◆ Directive:
Under the "Model" heading of the voice conversion paper summary, what three components make up the decomposition of the speech signal?

Link to paper

The full paper is available here.

You can also find the paper on PapersWithCode here.

Abstract

  • Voice Conversion (VC) is the task of making a spoken utterance by one speaker sound like it was uttered by a different speaker.
  • Current VC methods focus on spectral features like timbre, but ignore speaking style.
  • This study introduces a method for converting not only timbre, but also prosodic information.
  • The proposed approach is based on a pretrained, self-supervised model.
  • The many-to-many setting with no paired data is considered.
  • Evaluation metrics are introduced and baselines are evaluated.
  • Code and samples can be found online.

Paper Content

Introduction

  • Humans recognize familiar people and voices by their voice texture and speaking style
  • Traditional voice conversion methods focused on changing the timbre of the source speaker while leaving the speaking style unchanged
  • Recent methods propose to additionally convert speaking style
  • These methods use continuous speech representations
  • Another line of work considers the usage of text transcriptions
  • Discrete self-supervised speech representations provide superior performance on downstream tasks
  • Proposed method uses discrete self-supervised and partially disentangled speech representations
  • Proposed approach is greatly superior to evaluated baselines
  • Can be trained on a single GPU within a couple of hours

Model

  • Approach based on DISSC
  • Decomposed representation of speech signal used to synthesize speech in target style
  • Three components in decomposition: phonetic-content, prosodic features, speaker identity
  • Cascaded pipeline proposed: extract content, predict prosody, synthesize speech

Speech input representation

  • Speech phonetic-content is represented using a pre-trained SSL model, HuBERT
  • HuBERT is used to avoid limitation to transcribed samples and to support non-written languages
  • Audio waveform is represented as a sequence of samples
  • Content encoder is a HuBERT model pre-trained on the LibriSpeech corpus
  • HuBERT outputs continuous representations which are then quantized into a discrete unit sequence
  • Repetitions of units indicate the rhythm of the speaker
  • Speaker representation is constructed using a fixed size look-up-table
  • Pitch contour is encoded using YAAPT and marked as z F 0

Speaking style conversion

  • Several methods exist to change the prosody of a spoken utterance.
  • Many of these methods only convert based on a single target utterance.
  • Other methods only linearly change the speaking rate.
  • Leading methods focus on rhythm but operate over a continuous speech representation.

Speech synthesis

  • HiFi-GAN neural vocoder is used (Kong et al., 2020)

◆ Records from a data source:
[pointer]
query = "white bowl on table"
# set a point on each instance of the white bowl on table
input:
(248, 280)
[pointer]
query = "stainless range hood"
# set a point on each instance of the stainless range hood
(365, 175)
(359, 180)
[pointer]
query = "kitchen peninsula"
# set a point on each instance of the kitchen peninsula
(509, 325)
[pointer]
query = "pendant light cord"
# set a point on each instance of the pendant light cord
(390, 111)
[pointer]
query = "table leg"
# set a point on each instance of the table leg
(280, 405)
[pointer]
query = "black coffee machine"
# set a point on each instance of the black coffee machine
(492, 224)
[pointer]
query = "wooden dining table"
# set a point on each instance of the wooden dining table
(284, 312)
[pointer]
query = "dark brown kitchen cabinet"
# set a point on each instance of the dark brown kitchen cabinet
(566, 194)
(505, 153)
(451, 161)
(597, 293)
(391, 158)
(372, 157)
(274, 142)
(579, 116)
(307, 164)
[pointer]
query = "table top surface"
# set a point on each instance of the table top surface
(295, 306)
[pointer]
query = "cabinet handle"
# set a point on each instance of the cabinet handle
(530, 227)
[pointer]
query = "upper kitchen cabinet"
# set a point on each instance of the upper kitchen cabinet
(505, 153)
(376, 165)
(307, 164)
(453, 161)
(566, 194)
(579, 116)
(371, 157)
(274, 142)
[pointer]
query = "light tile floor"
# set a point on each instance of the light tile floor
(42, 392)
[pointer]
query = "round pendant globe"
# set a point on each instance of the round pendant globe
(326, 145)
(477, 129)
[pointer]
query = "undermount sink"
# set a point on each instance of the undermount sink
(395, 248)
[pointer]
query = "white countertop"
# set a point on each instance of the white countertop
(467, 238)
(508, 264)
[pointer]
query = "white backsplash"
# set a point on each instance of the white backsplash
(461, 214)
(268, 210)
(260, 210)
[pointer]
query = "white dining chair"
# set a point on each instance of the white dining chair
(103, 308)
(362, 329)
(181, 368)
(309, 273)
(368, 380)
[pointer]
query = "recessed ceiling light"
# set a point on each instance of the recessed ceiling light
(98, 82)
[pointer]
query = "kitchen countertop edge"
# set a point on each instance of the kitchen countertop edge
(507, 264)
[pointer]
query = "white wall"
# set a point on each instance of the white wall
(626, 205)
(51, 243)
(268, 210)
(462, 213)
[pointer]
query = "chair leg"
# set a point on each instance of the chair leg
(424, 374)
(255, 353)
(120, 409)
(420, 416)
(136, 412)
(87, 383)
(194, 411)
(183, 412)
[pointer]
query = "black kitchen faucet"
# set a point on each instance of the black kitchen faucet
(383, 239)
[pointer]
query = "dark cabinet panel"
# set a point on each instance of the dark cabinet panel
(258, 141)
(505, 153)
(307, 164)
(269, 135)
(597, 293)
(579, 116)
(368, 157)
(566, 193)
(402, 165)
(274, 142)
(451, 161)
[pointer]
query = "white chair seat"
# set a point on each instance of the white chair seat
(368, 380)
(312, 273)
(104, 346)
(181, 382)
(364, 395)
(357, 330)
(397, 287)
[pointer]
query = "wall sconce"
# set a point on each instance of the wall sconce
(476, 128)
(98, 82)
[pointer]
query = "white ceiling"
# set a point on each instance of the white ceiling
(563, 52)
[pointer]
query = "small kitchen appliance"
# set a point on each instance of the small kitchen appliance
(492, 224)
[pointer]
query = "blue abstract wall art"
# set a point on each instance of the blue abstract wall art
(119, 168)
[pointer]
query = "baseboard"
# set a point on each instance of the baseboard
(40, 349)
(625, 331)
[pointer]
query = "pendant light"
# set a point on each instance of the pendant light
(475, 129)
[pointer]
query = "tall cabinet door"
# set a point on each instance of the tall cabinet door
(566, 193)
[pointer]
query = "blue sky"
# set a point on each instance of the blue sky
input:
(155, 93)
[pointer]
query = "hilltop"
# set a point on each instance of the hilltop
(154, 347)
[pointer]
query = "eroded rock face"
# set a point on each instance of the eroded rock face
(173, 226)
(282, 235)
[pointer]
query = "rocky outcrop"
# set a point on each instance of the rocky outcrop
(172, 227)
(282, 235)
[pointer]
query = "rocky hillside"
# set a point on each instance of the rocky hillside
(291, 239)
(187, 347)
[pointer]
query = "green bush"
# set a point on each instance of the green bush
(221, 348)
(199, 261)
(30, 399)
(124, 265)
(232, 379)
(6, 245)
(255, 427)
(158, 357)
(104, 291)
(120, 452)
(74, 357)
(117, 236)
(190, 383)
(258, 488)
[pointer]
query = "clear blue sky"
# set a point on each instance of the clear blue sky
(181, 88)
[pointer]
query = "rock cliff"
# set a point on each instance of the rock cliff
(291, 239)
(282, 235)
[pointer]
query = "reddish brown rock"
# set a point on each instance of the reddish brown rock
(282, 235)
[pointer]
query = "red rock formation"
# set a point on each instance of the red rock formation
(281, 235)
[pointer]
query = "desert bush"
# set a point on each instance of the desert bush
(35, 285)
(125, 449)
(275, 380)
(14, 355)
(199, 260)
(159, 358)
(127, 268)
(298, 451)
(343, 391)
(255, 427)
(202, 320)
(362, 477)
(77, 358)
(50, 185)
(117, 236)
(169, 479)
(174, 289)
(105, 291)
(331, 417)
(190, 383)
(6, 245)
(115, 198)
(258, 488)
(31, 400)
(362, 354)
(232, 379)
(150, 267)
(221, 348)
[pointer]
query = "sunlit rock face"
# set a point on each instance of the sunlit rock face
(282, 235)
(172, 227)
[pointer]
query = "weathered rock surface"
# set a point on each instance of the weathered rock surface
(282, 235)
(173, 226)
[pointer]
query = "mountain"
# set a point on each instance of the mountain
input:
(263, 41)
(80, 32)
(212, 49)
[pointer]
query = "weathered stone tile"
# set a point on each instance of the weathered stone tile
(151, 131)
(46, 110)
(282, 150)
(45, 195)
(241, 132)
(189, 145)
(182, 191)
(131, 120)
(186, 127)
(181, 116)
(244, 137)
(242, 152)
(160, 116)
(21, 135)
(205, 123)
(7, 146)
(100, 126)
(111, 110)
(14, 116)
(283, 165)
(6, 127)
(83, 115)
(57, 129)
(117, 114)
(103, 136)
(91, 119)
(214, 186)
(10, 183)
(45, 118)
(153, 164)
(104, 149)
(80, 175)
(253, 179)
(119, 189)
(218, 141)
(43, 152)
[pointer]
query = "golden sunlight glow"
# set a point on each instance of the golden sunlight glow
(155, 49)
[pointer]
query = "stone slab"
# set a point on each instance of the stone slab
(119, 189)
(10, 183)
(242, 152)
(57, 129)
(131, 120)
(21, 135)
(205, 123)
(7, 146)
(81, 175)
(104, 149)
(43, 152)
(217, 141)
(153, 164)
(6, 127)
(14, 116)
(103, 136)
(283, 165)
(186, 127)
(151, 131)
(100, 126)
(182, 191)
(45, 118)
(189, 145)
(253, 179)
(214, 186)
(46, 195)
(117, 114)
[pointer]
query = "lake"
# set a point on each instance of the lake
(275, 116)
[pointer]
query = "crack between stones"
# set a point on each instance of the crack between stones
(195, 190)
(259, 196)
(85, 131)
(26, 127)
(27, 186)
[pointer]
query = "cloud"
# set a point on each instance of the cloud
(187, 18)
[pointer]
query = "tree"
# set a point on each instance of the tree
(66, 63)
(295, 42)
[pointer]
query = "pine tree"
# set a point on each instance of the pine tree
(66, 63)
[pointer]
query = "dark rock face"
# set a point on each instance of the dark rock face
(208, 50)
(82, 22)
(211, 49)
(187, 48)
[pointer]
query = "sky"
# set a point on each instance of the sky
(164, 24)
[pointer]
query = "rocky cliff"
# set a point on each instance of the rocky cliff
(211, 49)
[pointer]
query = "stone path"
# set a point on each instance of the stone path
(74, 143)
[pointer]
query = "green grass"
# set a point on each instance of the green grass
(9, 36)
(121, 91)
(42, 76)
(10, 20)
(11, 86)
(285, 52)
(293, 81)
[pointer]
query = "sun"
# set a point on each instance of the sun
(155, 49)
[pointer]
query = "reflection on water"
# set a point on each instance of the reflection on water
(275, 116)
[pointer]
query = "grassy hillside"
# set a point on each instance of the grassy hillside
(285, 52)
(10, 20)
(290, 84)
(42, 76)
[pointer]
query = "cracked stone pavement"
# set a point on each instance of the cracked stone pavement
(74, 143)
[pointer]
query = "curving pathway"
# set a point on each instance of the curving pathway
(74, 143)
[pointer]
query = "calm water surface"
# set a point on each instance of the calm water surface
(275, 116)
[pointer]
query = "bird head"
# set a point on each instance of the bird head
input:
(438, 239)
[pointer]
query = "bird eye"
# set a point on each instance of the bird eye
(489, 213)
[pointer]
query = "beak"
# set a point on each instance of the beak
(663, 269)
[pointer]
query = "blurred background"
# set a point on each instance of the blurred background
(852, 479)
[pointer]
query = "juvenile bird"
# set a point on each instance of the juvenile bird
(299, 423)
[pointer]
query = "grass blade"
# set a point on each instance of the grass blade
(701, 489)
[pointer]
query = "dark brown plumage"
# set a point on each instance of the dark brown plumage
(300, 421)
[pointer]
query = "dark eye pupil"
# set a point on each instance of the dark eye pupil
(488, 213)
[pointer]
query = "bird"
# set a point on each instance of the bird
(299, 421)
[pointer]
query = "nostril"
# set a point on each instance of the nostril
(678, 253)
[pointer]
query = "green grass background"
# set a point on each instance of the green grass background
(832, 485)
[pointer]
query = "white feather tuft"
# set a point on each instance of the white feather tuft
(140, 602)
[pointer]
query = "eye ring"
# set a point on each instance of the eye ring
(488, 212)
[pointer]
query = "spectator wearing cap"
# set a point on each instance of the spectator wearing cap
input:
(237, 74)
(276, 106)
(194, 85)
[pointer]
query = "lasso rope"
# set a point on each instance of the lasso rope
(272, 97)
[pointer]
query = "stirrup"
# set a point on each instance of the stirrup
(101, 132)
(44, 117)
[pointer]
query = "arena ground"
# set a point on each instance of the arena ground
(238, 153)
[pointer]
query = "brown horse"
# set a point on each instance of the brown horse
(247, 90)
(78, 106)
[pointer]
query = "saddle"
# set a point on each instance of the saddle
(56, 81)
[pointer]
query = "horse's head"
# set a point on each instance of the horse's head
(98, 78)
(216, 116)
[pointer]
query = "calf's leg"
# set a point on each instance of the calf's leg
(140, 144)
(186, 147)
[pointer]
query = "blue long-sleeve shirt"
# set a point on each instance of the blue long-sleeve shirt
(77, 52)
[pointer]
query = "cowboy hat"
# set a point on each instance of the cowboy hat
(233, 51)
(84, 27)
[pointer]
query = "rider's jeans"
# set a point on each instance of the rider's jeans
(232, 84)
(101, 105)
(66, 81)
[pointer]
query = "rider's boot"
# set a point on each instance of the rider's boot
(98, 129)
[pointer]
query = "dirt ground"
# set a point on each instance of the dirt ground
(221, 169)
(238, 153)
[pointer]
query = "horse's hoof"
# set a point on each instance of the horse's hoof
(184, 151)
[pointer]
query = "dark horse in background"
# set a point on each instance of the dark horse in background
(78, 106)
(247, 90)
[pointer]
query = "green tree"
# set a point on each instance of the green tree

◆ Reply to the task:
- Phonetic-content
- Prosodic features
- Speaker identity